**Direction:** Return, unchanged, the lines of the listing below from the one containing "task: segment the macaron bottom shell" through the one containing "92L66 90L75 84L75", both included, and nothing else.

**Available data:**
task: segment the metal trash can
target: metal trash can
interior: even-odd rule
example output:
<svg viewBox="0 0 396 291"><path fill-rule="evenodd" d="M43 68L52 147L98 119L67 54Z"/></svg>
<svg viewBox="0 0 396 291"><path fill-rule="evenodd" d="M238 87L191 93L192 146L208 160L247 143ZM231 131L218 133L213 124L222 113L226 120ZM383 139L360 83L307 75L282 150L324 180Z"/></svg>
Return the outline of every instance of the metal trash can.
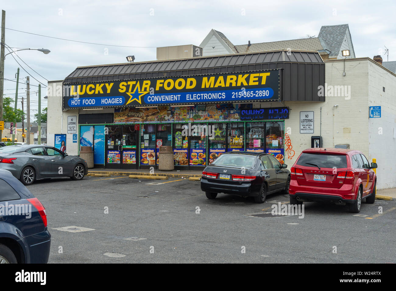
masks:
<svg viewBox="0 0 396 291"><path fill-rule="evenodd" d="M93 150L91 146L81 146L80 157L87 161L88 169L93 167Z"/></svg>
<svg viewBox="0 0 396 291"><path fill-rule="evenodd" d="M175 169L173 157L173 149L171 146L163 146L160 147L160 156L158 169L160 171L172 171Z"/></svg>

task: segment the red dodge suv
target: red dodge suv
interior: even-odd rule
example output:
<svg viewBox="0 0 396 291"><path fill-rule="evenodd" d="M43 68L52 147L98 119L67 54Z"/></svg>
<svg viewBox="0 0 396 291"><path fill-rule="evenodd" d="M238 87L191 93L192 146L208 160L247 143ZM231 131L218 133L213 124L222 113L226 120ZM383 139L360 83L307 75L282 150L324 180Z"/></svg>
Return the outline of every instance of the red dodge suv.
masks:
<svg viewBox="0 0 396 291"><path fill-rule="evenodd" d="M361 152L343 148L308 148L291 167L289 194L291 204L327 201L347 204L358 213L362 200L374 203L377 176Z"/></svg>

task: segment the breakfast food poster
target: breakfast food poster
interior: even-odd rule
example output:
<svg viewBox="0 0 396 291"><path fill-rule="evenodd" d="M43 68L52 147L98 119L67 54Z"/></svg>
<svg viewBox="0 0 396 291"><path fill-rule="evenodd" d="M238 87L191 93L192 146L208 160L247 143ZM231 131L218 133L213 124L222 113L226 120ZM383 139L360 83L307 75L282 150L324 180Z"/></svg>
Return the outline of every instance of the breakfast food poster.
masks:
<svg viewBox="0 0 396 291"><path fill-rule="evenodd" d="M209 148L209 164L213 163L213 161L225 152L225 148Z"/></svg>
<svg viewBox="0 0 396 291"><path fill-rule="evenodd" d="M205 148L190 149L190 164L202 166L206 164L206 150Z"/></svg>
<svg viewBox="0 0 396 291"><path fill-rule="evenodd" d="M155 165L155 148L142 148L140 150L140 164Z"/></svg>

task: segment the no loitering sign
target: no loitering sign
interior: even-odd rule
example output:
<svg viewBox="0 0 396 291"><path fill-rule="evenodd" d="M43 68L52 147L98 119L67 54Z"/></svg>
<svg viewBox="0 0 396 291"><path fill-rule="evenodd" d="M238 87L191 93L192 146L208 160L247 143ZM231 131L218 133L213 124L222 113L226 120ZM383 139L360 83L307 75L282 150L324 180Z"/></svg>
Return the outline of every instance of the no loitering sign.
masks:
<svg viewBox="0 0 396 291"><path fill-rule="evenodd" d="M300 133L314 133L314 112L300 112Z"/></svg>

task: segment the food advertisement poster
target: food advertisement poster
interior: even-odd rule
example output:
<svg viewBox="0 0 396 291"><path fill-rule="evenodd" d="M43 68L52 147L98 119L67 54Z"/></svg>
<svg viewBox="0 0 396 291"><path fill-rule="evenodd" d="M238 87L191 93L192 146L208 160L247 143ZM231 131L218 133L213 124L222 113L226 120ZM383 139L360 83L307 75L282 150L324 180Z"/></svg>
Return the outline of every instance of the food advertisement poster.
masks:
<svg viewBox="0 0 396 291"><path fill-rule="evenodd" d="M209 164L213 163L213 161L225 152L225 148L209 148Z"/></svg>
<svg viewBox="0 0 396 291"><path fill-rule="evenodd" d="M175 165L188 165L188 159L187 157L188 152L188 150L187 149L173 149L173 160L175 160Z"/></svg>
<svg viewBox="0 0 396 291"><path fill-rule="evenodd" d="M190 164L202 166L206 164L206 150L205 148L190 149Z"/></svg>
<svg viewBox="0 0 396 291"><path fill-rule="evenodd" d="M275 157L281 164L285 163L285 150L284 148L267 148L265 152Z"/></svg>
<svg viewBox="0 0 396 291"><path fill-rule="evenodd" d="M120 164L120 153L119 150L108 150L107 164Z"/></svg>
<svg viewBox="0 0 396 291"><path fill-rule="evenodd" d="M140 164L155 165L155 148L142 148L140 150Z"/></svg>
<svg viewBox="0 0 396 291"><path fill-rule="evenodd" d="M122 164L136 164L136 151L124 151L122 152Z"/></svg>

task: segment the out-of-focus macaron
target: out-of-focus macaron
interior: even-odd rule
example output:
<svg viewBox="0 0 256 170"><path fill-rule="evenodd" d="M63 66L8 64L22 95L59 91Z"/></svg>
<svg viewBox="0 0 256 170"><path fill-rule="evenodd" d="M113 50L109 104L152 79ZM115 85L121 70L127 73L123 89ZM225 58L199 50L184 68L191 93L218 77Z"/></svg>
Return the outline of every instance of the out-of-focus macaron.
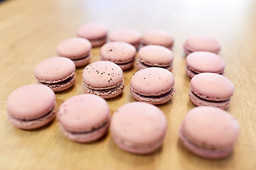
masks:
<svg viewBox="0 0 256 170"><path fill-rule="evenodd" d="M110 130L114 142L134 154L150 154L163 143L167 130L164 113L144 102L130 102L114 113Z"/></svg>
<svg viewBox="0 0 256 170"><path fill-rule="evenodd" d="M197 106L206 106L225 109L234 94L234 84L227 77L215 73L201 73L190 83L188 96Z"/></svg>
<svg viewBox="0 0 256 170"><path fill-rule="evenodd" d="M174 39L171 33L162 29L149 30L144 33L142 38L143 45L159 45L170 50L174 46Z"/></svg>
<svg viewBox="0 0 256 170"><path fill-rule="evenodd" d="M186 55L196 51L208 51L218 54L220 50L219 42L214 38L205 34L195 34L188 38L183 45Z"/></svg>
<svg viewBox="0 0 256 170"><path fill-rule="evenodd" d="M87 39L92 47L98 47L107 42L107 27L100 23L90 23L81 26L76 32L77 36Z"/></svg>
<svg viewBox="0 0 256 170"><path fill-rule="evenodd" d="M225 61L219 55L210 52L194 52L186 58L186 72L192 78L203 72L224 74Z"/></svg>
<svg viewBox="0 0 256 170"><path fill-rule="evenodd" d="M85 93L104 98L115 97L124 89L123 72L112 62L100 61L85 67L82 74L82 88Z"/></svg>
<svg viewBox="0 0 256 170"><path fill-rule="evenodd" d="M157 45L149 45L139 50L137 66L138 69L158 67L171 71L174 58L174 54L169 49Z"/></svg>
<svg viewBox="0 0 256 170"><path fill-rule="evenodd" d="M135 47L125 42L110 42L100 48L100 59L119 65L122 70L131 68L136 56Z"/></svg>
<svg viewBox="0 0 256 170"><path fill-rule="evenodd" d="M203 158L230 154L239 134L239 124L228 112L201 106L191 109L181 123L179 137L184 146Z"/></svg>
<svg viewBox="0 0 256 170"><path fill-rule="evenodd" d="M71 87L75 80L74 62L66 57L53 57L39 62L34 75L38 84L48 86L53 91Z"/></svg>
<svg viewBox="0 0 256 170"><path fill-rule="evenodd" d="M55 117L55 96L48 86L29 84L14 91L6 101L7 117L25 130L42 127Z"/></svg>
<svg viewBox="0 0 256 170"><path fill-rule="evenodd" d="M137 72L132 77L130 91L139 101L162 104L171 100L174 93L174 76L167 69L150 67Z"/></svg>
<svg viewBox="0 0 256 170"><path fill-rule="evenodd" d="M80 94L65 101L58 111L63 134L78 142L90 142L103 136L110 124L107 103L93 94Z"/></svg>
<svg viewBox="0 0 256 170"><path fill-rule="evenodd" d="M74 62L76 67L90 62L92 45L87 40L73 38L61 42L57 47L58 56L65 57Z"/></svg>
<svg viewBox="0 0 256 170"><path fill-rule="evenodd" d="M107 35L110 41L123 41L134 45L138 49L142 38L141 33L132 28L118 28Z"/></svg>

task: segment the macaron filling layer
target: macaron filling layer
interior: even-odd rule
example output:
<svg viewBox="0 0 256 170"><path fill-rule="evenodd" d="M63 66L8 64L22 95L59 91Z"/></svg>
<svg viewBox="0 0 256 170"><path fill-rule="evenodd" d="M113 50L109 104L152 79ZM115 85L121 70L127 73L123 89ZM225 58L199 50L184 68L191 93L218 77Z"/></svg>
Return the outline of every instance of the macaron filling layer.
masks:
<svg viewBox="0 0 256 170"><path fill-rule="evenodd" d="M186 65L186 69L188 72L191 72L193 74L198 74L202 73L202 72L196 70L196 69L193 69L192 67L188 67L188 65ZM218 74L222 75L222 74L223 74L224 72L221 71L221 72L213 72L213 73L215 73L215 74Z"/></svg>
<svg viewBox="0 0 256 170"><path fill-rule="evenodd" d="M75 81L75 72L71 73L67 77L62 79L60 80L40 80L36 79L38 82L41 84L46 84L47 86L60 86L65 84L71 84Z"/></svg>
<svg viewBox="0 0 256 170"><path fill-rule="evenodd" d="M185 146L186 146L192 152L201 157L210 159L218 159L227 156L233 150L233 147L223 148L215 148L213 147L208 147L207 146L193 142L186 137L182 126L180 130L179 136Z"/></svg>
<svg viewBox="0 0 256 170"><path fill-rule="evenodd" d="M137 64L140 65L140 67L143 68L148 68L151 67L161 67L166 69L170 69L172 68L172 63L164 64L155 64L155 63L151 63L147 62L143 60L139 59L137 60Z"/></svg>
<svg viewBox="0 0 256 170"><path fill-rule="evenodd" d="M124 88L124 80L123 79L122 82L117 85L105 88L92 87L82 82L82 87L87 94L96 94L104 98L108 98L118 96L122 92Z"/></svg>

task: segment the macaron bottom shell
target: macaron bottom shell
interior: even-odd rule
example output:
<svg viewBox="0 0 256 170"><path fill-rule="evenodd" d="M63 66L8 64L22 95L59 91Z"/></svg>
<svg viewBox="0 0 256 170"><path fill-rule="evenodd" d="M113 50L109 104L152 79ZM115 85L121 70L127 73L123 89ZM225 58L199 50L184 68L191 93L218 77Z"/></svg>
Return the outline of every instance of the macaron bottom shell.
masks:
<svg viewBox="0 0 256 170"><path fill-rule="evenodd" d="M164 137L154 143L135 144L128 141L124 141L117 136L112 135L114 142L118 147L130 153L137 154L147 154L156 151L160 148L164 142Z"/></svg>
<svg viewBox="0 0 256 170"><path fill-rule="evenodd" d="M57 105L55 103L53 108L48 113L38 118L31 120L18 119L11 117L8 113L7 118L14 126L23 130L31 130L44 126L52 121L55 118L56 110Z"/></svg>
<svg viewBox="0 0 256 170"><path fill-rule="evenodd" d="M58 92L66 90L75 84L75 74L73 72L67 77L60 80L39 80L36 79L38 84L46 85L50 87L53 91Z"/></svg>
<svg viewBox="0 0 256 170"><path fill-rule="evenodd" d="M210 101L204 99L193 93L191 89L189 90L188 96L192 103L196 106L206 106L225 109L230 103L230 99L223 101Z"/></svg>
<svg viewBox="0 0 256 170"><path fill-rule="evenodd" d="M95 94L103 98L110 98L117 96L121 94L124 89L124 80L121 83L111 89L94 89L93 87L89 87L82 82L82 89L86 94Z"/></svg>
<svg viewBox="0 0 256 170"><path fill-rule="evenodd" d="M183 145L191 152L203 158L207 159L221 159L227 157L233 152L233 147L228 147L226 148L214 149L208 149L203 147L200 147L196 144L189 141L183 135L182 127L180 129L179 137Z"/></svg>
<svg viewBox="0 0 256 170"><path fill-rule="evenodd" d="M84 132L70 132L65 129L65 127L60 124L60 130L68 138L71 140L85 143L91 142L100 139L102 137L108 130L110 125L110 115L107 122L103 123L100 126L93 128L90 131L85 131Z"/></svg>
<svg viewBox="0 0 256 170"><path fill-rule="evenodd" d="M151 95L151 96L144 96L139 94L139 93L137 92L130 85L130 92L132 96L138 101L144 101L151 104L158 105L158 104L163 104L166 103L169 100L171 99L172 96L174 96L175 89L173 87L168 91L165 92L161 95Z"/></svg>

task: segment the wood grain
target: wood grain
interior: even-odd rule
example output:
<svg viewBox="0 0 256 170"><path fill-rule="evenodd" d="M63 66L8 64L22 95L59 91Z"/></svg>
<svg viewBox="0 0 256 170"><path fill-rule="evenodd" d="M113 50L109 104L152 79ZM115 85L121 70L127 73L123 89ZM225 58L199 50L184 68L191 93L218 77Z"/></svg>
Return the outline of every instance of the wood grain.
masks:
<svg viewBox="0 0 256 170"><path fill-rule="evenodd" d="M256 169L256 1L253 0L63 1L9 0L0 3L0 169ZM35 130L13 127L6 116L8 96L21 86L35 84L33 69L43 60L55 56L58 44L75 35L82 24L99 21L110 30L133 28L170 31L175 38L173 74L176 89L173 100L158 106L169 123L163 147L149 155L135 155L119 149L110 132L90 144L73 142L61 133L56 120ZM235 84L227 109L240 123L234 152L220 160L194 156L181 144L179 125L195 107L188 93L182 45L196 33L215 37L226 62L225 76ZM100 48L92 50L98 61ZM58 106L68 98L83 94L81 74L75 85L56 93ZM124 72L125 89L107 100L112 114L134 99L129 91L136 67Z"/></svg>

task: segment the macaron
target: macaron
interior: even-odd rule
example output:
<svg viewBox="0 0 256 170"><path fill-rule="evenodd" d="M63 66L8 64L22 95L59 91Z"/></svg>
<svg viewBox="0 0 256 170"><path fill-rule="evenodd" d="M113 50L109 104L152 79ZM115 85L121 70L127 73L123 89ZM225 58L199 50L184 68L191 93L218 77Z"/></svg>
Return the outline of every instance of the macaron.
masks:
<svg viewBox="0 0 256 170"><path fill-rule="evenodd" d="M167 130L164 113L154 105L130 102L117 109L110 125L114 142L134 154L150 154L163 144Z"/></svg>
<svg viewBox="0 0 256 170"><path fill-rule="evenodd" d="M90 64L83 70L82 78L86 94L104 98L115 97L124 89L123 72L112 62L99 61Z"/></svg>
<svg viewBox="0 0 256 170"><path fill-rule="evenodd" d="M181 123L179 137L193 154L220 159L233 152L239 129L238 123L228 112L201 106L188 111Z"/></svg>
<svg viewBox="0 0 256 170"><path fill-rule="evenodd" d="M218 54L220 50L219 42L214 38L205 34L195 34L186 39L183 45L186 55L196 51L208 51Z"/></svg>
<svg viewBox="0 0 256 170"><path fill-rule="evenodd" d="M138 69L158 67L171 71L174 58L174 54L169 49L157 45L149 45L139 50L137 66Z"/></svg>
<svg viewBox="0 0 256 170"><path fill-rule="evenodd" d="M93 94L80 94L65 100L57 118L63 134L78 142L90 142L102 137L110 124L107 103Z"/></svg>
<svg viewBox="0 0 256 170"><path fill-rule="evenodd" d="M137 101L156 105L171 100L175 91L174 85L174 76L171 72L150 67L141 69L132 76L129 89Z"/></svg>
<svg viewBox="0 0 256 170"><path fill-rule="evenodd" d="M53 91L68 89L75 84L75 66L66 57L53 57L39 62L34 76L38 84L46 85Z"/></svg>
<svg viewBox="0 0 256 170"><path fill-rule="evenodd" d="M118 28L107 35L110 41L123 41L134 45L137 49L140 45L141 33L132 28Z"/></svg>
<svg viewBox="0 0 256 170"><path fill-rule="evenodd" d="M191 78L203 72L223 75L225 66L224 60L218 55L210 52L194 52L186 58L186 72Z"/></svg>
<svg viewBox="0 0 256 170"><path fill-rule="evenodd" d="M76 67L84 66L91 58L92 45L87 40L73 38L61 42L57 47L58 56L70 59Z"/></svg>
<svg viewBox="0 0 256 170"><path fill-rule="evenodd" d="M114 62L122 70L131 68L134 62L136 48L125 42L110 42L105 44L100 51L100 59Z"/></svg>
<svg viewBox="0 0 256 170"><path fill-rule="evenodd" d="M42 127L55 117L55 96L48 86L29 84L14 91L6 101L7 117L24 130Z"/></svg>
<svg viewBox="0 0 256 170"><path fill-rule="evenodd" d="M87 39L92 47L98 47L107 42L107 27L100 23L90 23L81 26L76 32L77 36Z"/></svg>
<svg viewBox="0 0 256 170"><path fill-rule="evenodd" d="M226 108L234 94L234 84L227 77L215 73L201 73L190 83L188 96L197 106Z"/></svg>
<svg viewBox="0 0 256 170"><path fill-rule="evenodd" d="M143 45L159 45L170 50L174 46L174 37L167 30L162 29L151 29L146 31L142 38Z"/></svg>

**Result of this exercise:**
task: segment the macaron bottom shell
target: macaron bottom shell
interior: even-odd rule
example output:
<svg viewBox="0 0 256 170"><path fill-rule="evenodd" d="M63 66L8 64L22 95L59 91Z"/></svg>
<svg viewBox="0 0 256 170"><path fill-rule="evenodd" d="M113 50L109 104L152 79ZM115 85L121 70L127 73L123 89ZM225 58L199 50L184 68L191 93L218 77Z"/></svg>
Return the outline of every instance of the macaron bottom shell.
masks:
<svg viewBox="0 0 256 170"><path fill-rule="evenodd" d="M164 137L154 143L135 144L128 141L124 141L117 136L112 135L114 142L118 147L130 153L137 154L147 154L156 151L160 148L164 142Z"/></svg>
<svg viewBox="0 0 256 170"><path fill-rule="evenodd" d="M57 105L55 103L53 108L48 113L38 118L31 120L18 119L11 117L8 113L7 118L14 126L23 130L31 130L44 126L52 121L55 118L56 110Z"/></svg>
<svg viewBox="0 0 256 170"><path fill-rule="evenodd" d="M58 92L66 90L75 84L75 74L73 72L67 77L60 80L39 80L36 79L38 84L46 85L50 87L53 91Z"/></svg>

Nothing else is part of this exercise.